**Exercise**
Show each line in the records below that contains the string "gravel", copying every such line in full.

**The data**
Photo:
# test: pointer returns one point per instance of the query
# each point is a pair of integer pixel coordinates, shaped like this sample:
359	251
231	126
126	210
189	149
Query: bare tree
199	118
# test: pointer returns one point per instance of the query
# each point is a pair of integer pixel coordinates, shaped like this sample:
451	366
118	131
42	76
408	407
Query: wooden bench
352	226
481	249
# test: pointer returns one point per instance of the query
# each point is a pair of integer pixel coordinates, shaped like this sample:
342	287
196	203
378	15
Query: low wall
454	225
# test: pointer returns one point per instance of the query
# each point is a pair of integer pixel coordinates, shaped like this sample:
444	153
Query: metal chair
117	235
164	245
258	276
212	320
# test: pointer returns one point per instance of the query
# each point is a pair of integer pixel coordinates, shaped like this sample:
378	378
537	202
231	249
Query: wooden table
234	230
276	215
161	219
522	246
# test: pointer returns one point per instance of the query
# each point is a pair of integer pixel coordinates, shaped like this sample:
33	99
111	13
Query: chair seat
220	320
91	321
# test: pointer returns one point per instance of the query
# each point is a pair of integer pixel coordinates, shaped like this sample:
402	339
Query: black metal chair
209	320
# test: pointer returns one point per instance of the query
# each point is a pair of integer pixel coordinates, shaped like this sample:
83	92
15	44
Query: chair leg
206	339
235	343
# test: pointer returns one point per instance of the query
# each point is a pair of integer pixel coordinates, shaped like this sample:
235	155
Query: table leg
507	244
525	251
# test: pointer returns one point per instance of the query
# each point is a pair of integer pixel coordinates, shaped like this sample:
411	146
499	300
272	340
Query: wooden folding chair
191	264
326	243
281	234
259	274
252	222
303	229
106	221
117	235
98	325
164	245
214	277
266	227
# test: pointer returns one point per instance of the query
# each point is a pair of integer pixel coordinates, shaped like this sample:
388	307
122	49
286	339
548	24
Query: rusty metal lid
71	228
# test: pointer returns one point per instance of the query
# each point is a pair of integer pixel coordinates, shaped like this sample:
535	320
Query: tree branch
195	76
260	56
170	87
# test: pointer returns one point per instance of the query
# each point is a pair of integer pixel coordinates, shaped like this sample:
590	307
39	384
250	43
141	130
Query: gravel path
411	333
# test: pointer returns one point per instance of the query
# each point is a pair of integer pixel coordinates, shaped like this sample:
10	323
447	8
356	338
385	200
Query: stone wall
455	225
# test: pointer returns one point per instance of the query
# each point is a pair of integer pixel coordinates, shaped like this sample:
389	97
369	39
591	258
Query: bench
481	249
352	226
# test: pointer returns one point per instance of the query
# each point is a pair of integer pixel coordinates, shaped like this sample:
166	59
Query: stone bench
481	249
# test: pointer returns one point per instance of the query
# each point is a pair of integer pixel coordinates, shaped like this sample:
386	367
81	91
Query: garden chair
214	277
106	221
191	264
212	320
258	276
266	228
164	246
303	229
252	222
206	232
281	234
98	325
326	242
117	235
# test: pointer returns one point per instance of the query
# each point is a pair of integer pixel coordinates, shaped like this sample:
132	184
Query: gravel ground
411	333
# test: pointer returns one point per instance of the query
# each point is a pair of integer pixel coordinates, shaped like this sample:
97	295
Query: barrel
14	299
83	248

**Solution below**
Query: gravel path
Query: gravel ground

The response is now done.